--- start of Text excerpt ---

The mechanism is a bit more complicated than that – I wrote a lengthy answer here about how it all works : https://github.com/cryptee/web-client/issues/33#issuecomment-563244601 TLDR;

Step 1) You click "Ghost a folder"

Step 2) You confirm its name by typing it.

Step 3) In order to be able to retrieve a ghosted folder to you by its name, the server needs to know the name of the folder. BUT. Remember, we don't want to know the names of your folders, especially your ghost ones. So what do we do? – In order for the server not to know your folder's name, your folder name is hashed on your device.

Step 4) Your folder name's hash + folder id + user id is passed to the server.

Step 5) [ server-side ] Server takes the folder name's hash (FNH) + user id (UID) and, hashes these two together to create a unique ghost ID (GID). –– So the server still doesn't know your folder name, nor can we look at the GID and be able to tell which user id it belongs to after it's hashed. –– All your folder's contents are copied to this ghost folder with the unique GID, and then the original folder is removed from your account.

–– You've now successfully ghosted something. Now. Even if a govt comes knocking our door to say, hey, hand us over all the ghost folders of this user id, we can't do this. Because we can't find out which ghost id (GID) belongs to which user id, because we don't know the hash of the foldername, to hash with the userid and compare. So it's impossible to tell which ghost folder belongs to which user by looking at our server.


To address your specific point / question – there's two important things to keep in mind, and both sort of boils down to your threat model.

1) When you ghost something (folder, album etc) which you'll need to bring back by typing its name again, you're effectively changing your trust / threat model because you no longer trust your own device / account. i.e. let's say an abusive and overly-curious partner knows your username password and encryption key and can access your account, so you want to hide stuff from them. So in the interest of not keeping the folder in your account (which you don't trust), you tell Cryptee's servers: "hey safe-keep this folder/album for me until I tell you I need the folder/album named xyz again".

So the server must necessarily know either the name of the folder or its hash to be able to bring it back to you when you need it. Because the servers don't know your encryption key, if the ghost folder's name is stored encrypted somehow, servers wouldn't be able to bring back the folder/album. Since we don't want to know your foldernames, we can't store them plaintext either, so the next best thing is to store it hashed.

2) But hashing would mean if your folder is named "divorce" we could easily figure the name out (and perhaps its contents too) based on a hash-table. So to get ahead of this, we re-hash the hash with your user id on the server side at the moment of ghosting it. This has to be done in a trusted environment on the server side, since we can't trust client-side code. – as a malicious actor who modifies the client-side code could otherwise send forged user-id + folder hash combinations. –


The 'theoretically' better option is actually to use HMACs instead of regular hashes. But upon consideration, we realized this also has disadvantages.

a) we'd need to derive unique HMAC keys from your own key, but remember, you don't trust your device/client (because you no longer trust your own device/account, as someone –let's say your abusive partner– has access to your key) So from the perspective of your own security, HMAC doesn't provide any additional advantages, as this abusive partner already knows your key.

--- end of Text excerpt ---
--- start of Entries ---

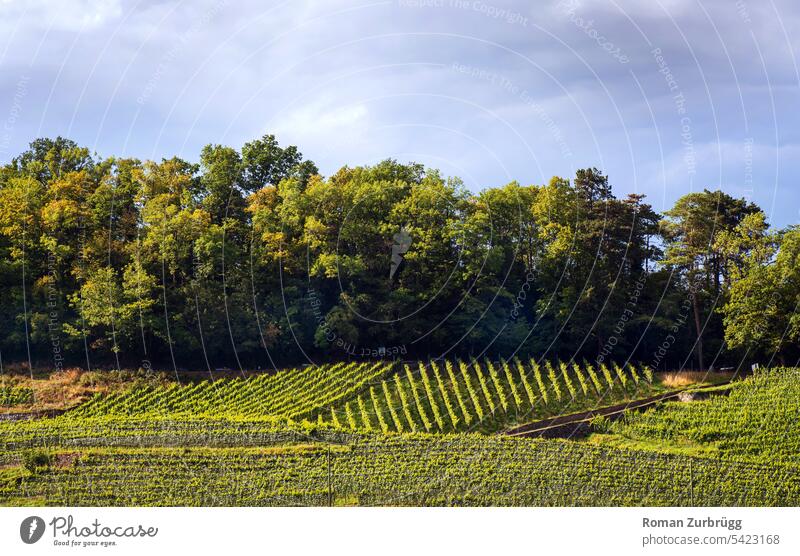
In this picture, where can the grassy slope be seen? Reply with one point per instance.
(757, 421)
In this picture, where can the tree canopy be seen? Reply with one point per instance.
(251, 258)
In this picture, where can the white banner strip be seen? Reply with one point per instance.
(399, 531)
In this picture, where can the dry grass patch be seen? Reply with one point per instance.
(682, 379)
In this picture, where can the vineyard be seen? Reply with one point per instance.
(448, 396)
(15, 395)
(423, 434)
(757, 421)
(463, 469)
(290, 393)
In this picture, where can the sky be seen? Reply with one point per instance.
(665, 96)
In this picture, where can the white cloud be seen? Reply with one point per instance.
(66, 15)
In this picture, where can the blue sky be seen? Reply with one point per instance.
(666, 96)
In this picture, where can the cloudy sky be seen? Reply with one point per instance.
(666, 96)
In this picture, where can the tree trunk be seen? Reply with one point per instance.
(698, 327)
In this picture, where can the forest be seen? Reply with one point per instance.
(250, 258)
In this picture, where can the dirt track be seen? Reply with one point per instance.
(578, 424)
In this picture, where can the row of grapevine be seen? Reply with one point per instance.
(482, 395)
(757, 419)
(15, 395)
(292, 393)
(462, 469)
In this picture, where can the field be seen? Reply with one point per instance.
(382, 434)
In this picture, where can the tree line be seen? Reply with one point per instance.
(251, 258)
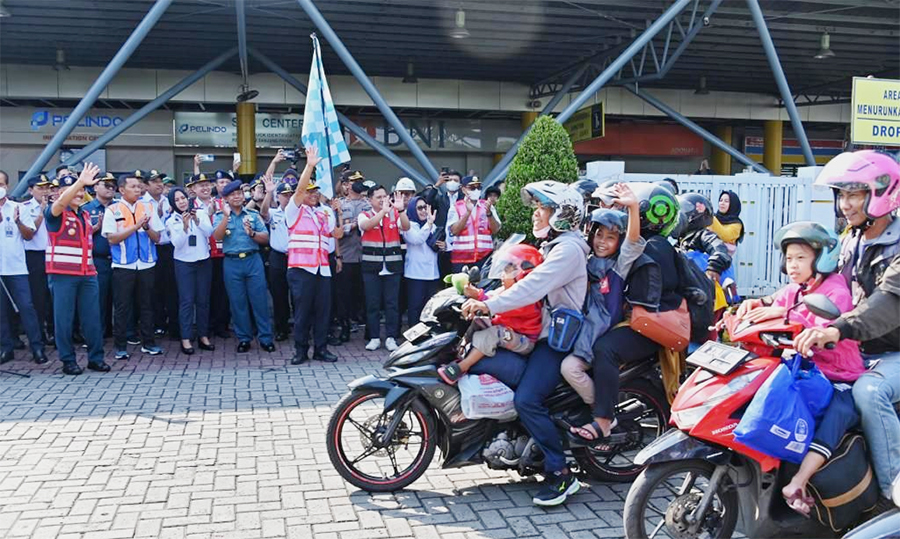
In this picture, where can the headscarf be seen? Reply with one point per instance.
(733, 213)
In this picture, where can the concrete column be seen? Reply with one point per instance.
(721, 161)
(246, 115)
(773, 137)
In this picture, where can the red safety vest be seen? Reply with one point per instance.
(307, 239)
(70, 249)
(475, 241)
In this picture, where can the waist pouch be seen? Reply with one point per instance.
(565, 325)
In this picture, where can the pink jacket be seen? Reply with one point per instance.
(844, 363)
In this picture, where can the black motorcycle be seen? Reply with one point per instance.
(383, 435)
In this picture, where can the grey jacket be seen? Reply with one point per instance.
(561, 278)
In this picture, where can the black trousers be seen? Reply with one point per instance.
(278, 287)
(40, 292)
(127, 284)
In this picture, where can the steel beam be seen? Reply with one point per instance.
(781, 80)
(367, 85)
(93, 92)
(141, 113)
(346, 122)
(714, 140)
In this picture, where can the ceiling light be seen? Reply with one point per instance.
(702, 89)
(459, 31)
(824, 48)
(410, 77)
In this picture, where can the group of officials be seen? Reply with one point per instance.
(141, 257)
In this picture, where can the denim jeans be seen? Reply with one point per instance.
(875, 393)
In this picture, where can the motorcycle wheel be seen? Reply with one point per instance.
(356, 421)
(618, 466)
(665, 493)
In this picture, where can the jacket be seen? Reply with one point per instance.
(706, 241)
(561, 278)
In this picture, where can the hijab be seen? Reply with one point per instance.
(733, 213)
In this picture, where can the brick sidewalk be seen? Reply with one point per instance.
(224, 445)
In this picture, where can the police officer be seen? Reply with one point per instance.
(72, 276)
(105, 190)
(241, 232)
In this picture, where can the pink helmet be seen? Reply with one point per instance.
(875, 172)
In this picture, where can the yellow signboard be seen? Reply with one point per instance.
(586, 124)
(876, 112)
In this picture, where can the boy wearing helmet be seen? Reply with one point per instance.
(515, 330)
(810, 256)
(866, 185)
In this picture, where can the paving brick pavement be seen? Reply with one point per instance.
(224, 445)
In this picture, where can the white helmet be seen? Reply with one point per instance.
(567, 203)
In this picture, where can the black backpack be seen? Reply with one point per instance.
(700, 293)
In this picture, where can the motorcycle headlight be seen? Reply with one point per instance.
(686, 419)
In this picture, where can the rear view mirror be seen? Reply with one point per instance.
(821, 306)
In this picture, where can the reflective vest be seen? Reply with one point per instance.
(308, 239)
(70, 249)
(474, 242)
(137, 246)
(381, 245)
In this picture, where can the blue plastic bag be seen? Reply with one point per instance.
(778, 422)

--- end of Entries ---
--- start of Entries ---

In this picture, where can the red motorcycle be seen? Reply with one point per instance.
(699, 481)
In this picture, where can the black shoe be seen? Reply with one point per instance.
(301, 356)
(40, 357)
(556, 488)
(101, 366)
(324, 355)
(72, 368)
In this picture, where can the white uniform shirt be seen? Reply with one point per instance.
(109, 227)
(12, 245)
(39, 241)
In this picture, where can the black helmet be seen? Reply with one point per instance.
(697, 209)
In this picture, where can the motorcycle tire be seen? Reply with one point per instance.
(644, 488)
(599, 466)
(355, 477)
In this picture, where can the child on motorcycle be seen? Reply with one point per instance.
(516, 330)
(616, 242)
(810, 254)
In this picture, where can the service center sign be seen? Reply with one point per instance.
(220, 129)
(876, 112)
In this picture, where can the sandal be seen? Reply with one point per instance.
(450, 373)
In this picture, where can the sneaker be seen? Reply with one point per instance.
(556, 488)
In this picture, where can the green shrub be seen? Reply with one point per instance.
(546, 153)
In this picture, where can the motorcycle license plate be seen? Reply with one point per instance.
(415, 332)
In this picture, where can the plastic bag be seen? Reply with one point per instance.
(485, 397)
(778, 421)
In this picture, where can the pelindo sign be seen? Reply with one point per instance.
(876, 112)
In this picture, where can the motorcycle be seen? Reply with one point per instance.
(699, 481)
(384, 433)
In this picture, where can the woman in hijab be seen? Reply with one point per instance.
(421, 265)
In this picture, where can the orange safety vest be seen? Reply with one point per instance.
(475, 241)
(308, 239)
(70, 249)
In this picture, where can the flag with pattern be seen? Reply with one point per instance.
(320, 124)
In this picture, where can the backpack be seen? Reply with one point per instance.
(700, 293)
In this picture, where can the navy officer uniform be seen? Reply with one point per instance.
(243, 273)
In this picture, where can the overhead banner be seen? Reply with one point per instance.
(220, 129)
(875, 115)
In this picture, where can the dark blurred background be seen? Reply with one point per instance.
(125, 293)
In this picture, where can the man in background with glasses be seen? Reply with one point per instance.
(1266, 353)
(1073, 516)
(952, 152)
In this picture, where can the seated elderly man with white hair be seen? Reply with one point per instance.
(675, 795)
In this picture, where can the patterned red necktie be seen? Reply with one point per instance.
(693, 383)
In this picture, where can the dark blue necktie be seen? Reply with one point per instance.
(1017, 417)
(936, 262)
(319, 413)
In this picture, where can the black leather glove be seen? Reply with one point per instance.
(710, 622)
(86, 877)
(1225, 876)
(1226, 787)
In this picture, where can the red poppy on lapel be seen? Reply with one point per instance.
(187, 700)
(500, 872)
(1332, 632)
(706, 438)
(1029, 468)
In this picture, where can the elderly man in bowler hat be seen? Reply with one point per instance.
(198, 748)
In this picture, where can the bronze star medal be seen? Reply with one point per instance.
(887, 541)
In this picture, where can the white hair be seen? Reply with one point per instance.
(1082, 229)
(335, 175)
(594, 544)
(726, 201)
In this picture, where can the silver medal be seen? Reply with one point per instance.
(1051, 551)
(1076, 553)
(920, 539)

--- end of Entries ---
--- start of Entries ---

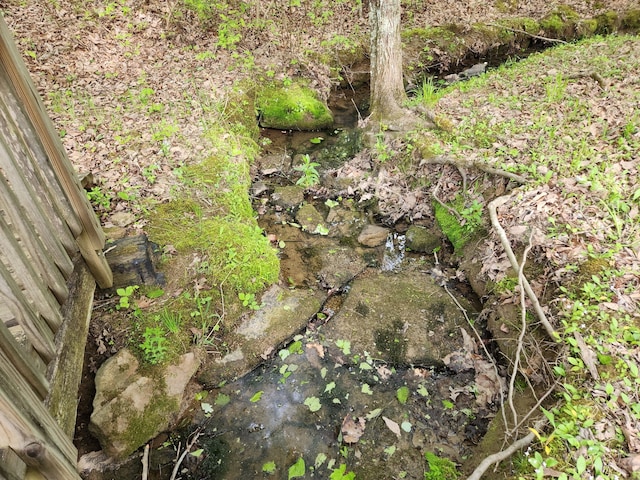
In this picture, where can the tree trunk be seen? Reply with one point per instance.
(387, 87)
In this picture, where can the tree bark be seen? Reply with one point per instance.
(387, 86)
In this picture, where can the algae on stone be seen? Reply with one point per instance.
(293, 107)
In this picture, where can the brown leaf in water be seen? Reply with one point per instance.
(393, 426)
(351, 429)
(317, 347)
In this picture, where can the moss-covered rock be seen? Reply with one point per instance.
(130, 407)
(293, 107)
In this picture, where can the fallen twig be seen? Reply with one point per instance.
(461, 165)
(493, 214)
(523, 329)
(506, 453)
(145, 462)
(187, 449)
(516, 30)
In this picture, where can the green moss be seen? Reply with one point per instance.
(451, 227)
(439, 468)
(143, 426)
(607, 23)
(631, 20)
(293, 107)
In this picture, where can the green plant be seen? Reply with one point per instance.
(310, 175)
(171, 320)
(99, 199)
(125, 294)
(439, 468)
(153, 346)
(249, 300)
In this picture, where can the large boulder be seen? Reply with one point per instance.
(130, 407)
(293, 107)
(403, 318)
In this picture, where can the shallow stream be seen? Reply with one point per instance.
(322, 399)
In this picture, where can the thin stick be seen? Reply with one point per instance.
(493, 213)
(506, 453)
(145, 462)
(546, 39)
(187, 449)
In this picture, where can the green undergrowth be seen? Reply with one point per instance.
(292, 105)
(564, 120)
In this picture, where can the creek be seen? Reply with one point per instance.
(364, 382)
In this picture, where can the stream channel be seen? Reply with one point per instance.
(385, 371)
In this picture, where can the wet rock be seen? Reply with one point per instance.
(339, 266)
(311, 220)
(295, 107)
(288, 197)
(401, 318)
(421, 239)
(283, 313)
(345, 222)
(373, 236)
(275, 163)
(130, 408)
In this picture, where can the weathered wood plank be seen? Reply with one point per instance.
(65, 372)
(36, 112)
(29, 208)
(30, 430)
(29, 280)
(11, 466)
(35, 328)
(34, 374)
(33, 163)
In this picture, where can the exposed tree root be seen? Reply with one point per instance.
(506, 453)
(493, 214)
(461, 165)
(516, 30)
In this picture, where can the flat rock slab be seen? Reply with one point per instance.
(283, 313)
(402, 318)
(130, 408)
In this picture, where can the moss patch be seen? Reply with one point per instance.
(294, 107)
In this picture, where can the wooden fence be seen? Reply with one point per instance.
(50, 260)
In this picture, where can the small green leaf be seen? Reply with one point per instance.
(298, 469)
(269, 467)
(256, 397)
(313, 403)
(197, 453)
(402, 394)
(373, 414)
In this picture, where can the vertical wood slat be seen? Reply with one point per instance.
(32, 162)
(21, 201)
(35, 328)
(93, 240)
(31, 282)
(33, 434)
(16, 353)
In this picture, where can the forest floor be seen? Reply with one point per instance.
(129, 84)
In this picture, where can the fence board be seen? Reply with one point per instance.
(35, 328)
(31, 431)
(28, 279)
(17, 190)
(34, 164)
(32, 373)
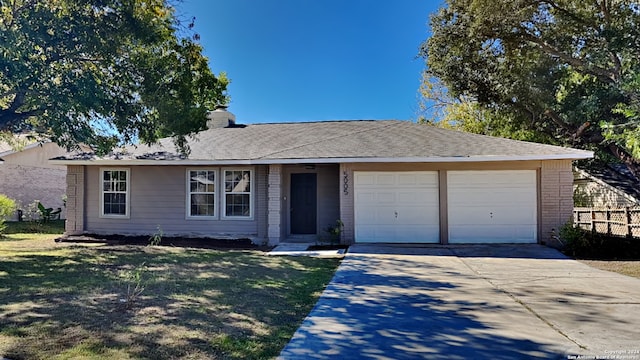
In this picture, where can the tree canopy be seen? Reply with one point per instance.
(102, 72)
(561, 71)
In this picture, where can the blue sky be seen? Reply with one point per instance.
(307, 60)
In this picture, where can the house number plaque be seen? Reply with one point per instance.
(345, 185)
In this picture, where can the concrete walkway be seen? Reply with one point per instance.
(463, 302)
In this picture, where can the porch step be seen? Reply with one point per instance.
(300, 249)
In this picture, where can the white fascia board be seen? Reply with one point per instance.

--- end of Entries ---

[Task 1] Give every abbreviation that the post on ghosting folders defines in parentheses, each with the term it stands for.
[Task 2] Copy the passage of the post on ghosting folders from "Step 3) In order" up to and including "to the server.".
[Task 3] Continue the post on ghosting folders, starting after its last sentence.

[Answer 1]
FNH: folder name's hash
UID: user id
GID: ghost ID

[Answer 2]
Step 3) In order to be able to retrieve a ghosted folder to you by its name, the server needs to know the name of the folder. BUT. Remember, we don't want to know the names of your folders, especially your ghost ones. So what do we do? – In order for the server not to know your folder's name, your folder name is hashed on your device.

Step 4) Your folder name's hash + folder id + user id is passed to the server.

[Answer 3]
And while an HMAC would make it impossible for Cryptee's servers to look at the hash and try to figure out what your folder is named, it opens the door to some other types of edge-cases / errors like :

b) what happens if you change your encryption key? All your ghosts' derived HMAC keys would need to be re-encrypted. Therefore client app would need to re-download all your ghost's derived HMAC keys, and re-HMAC your foldernames, which would reveal you have ghosts, incl the number of ghosts. + these derived HMAC keys would need to be stored somewhere, still revealing that you have ghosts & the number of ghosts etc.


So to sum things up, as counter-productive as it may sound like, regular hashes (combined with your user ids on the server side) provide the best of both worlds. It's not 100% perfect, nor can it ever be, since the threat model of ghosting, inadvertently requires trusting us vs your own device/account. The current mechanism we have in place makes it pretty much impossible for us to take any guesses by looking at hashes. So while it's not ideal, we're of the opinion that it's still the best option.

Hoping these make sense, I could clarify a few things and answer your question! ✌🏻

Best,

John

ghost commented 2 years ago

Hey John, That was a very thorough explanation. Thank you for sharing it. I only have two minor follow up question.

Best, saruuto

johnozbay commented 2 years ago

Hey Saruuto!

Excellent questions!

– If you ghost / summon two folders with the same name, they are summoned one at a time in the reverse order in which they were ghosted. The server checks if the GID exists, and adds a -1, -2, -3 to the end. Like gid-1, gid-2, gid-3 etc... So they're kept in ghost-time order, and not messed up in any way.

– When you delete an account, the ghost folders and files in them are lost in eternity, as we lose all pointers to them on the server side. They become yet another sand grain on a beach basically, making it even harder to spot what belongs to who. It has a storage cost impact to us, but not significant enough to make a dent in our wallet.

In case if you're getting ready to ask the next question – So what happens if some day there is a UID collision, couldn't a fresh user who gets a collided UID summon these lost-for-eternity-ghost-folders?

Setting aside the theoretical impossibility given that there's something like 36^28 possibilities for a UID, 37,711,171,281,396,032,013,366,321,198,900,157,303,750,656 to be specific, not only these would need to be exactly the same, but also the folder name and users' encryption keys would need to be identical as well. So that's as good as it gets. So it's beyond improbable.

– Similarly, what happens if a user exceeds their storage quota etc and you guys need to delete their accounts for not paying their bills etc? Same. Ghost folders / albums would be lost for eternity.


Also, to clarify one thing, if some day, we find an even better / even more private solution, we may change or improve this mechanism even more in a backwards compatible way.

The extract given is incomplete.